## Written request
Restate word for word the lines from the one containing "Roster-mapping task: tag the house" through the end of the listing below, with both ends included.

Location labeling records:
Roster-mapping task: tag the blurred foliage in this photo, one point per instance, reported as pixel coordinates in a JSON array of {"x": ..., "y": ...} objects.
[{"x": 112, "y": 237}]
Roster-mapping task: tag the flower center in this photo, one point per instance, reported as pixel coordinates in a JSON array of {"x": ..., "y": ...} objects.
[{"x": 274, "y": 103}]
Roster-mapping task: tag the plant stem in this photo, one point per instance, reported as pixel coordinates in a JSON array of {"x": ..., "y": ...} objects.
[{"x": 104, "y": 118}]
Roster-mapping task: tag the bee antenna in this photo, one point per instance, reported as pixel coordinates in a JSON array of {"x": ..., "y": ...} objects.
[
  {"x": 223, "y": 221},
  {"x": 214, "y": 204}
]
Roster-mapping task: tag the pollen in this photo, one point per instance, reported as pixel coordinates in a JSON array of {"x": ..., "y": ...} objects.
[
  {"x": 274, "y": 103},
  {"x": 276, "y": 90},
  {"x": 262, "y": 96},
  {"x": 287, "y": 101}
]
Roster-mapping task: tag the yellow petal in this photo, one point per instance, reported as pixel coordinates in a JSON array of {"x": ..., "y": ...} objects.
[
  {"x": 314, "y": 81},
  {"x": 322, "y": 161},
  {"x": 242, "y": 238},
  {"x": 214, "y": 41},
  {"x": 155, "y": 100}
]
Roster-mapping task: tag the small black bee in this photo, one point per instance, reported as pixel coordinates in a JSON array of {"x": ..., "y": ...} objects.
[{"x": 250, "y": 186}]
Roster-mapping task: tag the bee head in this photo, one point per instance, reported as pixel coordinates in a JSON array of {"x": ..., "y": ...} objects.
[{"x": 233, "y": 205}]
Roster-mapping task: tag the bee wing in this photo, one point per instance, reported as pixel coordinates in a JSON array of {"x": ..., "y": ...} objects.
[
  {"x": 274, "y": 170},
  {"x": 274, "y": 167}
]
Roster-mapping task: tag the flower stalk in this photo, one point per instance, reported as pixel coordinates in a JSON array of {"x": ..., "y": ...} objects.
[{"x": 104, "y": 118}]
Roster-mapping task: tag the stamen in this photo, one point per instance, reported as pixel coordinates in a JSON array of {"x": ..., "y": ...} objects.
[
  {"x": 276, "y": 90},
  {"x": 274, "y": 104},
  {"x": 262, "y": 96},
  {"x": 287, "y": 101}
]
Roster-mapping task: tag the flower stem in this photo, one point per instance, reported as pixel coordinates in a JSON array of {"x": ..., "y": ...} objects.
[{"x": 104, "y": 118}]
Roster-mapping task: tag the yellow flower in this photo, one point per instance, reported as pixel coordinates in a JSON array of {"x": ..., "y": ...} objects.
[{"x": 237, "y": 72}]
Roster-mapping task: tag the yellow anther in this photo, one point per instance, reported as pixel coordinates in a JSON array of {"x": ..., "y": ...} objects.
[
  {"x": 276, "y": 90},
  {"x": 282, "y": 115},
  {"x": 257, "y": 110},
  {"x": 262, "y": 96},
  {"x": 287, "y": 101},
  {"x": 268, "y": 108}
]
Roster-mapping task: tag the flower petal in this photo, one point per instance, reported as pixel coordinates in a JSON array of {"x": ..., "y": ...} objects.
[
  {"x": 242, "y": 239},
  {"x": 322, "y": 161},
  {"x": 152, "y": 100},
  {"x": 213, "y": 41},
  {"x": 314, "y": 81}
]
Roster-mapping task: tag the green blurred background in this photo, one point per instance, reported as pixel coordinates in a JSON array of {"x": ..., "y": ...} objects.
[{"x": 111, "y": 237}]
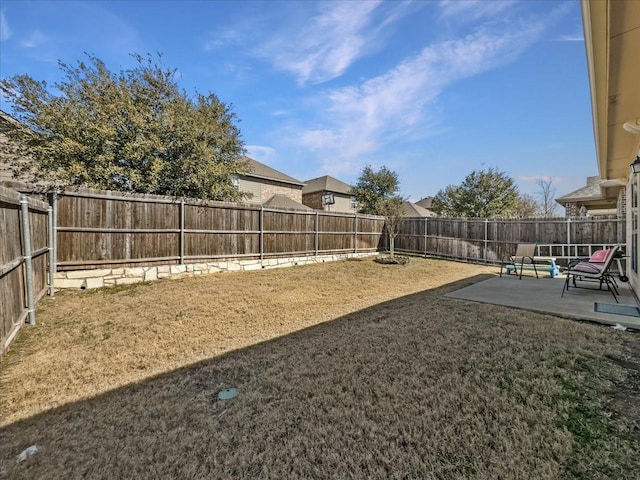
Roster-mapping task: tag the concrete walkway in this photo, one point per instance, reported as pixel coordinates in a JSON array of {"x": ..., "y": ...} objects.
[{"x": 543, "y": 295}]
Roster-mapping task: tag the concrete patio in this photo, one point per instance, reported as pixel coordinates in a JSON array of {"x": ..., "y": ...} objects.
[{"x": 543, "y": 295}]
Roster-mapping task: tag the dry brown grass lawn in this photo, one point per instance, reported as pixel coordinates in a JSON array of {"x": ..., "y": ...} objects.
[{"x": 345, "y": 370}]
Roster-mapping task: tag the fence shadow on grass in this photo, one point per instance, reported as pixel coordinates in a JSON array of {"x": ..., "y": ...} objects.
[{"x": 386, "y": 390}]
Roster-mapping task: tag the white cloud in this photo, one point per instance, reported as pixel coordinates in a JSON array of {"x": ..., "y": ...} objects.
[
  {"x": 328, "y": 45},
  {"x": 361, "y": 119},
  {"x": 5, "y": 31}
]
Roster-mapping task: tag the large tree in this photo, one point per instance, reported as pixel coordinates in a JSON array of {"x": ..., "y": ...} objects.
[
  {"x": 132, "y": 131},
  {"x": 486, "y": 193},
  {"x": 547, "y": 195},
  {"x": 374, "y": 188}
]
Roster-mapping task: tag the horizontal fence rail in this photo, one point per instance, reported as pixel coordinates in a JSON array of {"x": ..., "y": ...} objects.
[
  {"x": 24, "y": 254},
  {"x": 97, "y": 228},
  {"x": 491, "y": 240}
]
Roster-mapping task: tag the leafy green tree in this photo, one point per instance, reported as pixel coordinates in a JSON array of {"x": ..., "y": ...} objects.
[
  {"x": 527, "y": 207},
  {"x": 392, "y": 209},
  {"x": 132, "y": 131},
  {"x": 373, "y": 188},
  {"x": 547, "y": 195},
  {"x": 484, "y": 194}
]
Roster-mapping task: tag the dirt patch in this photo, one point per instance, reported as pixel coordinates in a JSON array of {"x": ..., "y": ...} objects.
[{"x": 349, "y": 369}]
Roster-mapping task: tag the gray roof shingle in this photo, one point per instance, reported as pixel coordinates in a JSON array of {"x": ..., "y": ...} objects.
[{"x": 326, "y": 183}]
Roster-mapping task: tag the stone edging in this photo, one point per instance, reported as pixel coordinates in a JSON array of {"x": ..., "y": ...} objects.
[{"x": 105, "y": 277}]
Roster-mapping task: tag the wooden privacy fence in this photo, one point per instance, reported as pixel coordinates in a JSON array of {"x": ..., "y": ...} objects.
[
  {"x": 24, "y": 249},
  {"x": 97, "y": 228},
  {"x": 489, "y": 240}
]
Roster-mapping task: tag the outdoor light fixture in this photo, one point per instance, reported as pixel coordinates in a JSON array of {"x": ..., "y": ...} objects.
[{"x": 632, "y": 126}]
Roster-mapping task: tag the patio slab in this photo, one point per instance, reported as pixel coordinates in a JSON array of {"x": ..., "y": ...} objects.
[{"x": 543, "y": 295}]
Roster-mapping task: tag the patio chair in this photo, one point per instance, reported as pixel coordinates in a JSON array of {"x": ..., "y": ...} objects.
[
  {"x": 524, "y": 253},
  {"x": 596, "y": 269}
]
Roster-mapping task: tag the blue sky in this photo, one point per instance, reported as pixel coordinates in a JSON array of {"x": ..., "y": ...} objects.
[{"x": 431, "y": 89}]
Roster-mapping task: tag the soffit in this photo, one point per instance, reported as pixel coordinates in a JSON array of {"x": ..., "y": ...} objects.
[
  {"x": 624, "y": 86},
  {"x": 612, "y": 33}
]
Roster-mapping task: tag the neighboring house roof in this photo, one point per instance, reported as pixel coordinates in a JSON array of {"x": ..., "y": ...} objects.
[
  {"x": 282, "y": 201},
  {"x": 589, "y": 192},
  {"x": 426, "y": 202},
  {"x": 593, "y": 190},
  {"x": 260, "y": 170},
  {"x": 326, "y": 184},
  {"x": 415, "y": 210}
]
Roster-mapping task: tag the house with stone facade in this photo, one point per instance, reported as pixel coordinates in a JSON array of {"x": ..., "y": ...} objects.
[
  {"x": 597, "y": 197},
  {"x": 261, "y": 182},
  {"x": 612, "y": 37},
  {"x": 329, "y": 194}
]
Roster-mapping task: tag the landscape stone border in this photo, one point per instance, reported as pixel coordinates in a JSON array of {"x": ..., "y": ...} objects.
[{"x": 106, "y": 277}]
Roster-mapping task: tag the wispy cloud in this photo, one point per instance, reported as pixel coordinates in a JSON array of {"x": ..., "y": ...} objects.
[
  {"x": 328, "y": 45},
  {"x": 361, "y": 119},
  {"x": 5, "y": 31},
  {"x": 579, "y": 37},
  {"x": 536, "y": 178},
  {"x": 261, "y": 153},
  {"x": 34, "y": 40},
  {"x": 472, "y": 10}
]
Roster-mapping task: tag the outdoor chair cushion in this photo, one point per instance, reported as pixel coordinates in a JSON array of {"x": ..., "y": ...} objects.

## The response
Roster-mapping task: tag the house with stone facade in this photo, one point per instance, reported as pixel coordinates in a JSON array of {"x": ..., "y": ...} objects.
[
  {"x": 597, "y": 197},
  {"x": 261, "y": 182},
  {"x": 612, "y": 37},
  {"x": 329, "y": 194}
]
Roster-mapping task: tag the landscape stone border in this photo, one point per instance, reported as pixel coordinates in a JSON array of {"x": ..., "y": ...} objects.
[{"x": 106, "y": 277}]
Roster-mapping task: tag the wispy cloud in this photo, one point per instance, reported as pixel coordinates in a JSON array of {"x": ..., "y": ...} objects.
[
  {"x": 328, "y": 45},
  {"x": 361, "y": 119},
  {"x": 5, "y": 31},
  {"x": 579, "y": 37},
  {"x": 536, "y": 178},
  {"x": 261, "y": 153},
  {"x": 34, "y": 40},
  {"x": 472, "y": 10}
]
Roster-mapping task: tag the outdoor chair cushion in this photo, one point per instance, reported as pixel coordinates in a JSON array of {"x": ..., "y": ...} objects.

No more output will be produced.